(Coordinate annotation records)
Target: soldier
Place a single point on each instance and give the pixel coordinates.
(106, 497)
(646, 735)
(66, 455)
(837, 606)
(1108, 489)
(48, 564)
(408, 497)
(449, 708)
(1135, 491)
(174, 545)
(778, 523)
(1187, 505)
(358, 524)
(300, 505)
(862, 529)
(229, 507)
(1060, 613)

● Work to complete: Write out every line of the material above again, without changing a single character.

● In response:
Target: soldier
Place a single point on each instance and give the pixel coordinates.
(106, 497)
(646, 735)
(66, 455)
(837, 606)
(1108, 489)
(48, 564)
(408, 497)
(449, 708)
(1135, 491)
(174, 545)
(778, 523)
(1187, 505)
(358, 524)
(300, 505)
(862, 529)
(229, 507)
(1060, 613)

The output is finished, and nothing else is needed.